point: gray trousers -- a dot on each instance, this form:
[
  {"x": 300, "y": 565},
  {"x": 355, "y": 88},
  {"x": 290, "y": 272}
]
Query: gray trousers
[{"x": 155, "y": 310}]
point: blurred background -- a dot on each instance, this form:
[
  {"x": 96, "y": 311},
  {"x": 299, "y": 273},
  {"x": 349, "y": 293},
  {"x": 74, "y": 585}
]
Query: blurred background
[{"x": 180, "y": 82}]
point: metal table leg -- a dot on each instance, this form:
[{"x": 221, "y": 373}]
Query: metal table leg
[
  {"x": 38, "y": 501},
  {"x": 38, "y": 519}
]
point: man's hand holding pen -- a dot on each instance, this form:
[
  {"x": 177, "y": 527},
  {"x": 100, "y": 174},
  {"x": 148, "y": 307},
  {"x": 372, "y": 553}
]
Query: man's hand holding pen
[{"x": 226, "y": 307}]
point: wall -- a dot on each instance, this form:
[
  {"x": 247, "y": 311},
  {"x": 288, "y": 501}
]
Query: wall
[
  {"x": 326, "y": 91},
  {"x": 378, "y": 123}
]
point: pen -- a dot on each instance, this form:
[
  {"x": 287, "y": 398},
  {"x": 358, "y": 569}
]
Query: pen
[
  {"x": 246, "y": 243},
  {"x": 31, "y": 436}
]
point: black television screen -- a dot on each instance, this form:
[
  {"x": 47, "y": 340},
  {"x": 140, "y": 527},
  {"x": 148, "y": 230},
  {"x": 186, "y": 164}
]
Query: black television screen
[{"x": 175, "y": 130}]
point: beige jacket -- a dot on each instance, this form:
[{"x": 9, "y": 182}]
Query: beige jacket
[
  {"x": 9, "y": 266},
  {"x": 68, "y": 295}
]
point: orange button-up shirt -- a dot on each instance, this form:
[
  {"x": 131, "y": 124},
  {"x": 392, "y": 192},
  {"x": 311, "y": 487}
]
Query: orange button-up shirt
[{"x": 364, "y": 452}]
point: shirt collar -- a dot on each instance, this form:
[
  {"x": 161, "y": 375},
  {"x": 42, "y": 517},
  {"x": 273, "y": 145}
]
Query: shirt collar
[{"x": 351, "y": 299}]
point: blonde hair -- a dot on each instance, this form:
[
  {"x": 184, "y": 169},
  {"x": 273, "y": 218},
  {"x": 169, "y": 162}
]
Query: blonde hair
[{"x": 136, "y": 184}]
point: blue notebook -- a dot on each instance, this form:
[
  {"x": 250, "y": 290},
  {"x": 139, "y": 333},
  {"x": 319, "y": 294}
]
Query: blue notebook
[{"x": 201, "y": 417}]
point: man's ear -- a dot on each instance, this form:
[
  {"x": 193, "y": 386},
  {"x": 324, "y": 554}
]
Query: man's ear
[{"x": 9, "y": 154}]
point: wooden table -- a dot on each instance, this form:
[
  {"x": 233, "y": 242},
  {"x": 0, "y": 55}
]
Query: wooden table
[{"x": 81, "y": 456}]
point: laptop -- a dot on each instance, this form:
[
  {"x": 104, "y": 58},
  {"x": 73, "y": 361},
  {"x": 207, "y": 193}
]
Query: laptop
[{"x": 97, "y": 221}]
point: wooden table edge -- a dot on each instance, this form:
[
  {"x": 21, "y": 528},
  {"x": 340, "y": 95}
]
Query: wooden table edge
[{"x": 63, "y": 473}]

......

**Exercise**
Restate the whole listing exactly.

**Exercise response**
point: gray trousers -- a dot on each instance, this form:
[
  {"x": 300, "y": 565},
  {"x": 355, "y": 88},
  {"x": 290, "y": 272}
]
Query: gray trousers
[{"x": 155, "y": 310}]
point: blurred background -- a dot on each instance, this form:
[
  {"x": 96, "y": 311},
  {"x": 299, "y": 273},
  {"x": 349, "y": 293},
  {"x": 74, "y": 585}
]
Query: blurred background
[{"x": 180, "y": 82}]
point: metal table leg -- a dot on each instance, this form:
[{"x": 221, "y": 373}]
Query: metal table leg
[
  {"x": 38, "y": 501},
  {"x": 38, "y": 519}
]
point: man's hand holding pen -- a dot on each instance, this form:
[
  {"x": 177, "y": 527},
  {"x": 100, "y": 174},
  {"x": 148, "y": 307},
  {"x": 372, "y": 553}
]
Query: man's hand holding pen
[{"x": 226, "y": 307}]
point: wall -- a dot on each instance, this form:
[
  {"x": 247, "y": 311},
  {"x": 288, "y": 501}
]
Query: wall
[
  {"x": 326, "y": 91},
  {"x": 378, "y": 123}
]
point: pen -- a dot on each instance, this form:
[
  {"x": 287, "y": 398},
  {"x": 358, "y": 569}
]
Query: pen
[
  {"x": 246, "y": 243},
  {"x": 31, "y": 436}
]
point: black television screen -- a dot on each instance, this form:
[
  {"x": 47, "y": 340},
  {"x": 140, "y": 527},
  {"x": 148, "y": 230},
  {"x": 186, "y": 164}
]
Query: black television screen
[{"x": 175, "y": 130}]
point: beige jacket -- a dot on each instance, this form:
[{"x": 9, "y": 182}]
Query: beige jacket
[
  {"x": 9, "y": 266},
  {"x": 68, "y": 295}
]
point: orange button-up shirt -- a dot on each instance, this form:
[
  {"x": 131, "y": 124},
  {"x": 392, "y": 192},
  {"x": 311, "y": 487}
]
Query: orange button-up shirt
[{"x": 364, "y": 452}]
point: shirt collar -- a dot on each instance, this form:
[
  {"x": 161, "y": 375},
  {"x": 42, "y": 517},
  {"x": 273, "y": 145}
]
Query: shirt collar
[{"x": 351, "y": 299}]
point: blonde hair -- a dot on each instance, this form:
[
  {"x": 184, "y": 169},
  {"x": 273, "y": 218},
  {"x": 169, "y": 162}
]
Query: blonde hair
[{"x": 136, "y": 184}]
point: blue notebook -- a dot on each instance, this form:
[
  {"x": 250, "y": 290},
  {"x": 139, "y": 333},
  {"x": 319, "y": 294}
]
Query: blue notebook
[{"x": 201, "y": 417}]
point: man's ear -- a dot on each instance, this form:
[
  {"x": 193, "y": 386},
  {"x": 324, "y": 554}
]
Query: man's ear
[{"x": 9, "y": 154}]
point: wooden table -- a dot on each instance, this form:
[
  {"x": 233, "y": 242},
  {"x": 0, "y": 55}
]
Query: wooden table
[{"x": 81, "y": 456}]
point: laptop -- a dot on each instance, this form:
[
  {"x": 104, "y": 58},
  {"x": 73, "y": 361},
  {"x": 207, "y": 193}
]
Query: laptop
[{"x": 97, "y": 221}]
point: wooden table edge -- a dot on each instance, this form:
[
  {"x": 21, "y": 528},
  {"x": 340, "y": 95}
]
Query: wooden table edge
[{"x": 63, "y": 473}]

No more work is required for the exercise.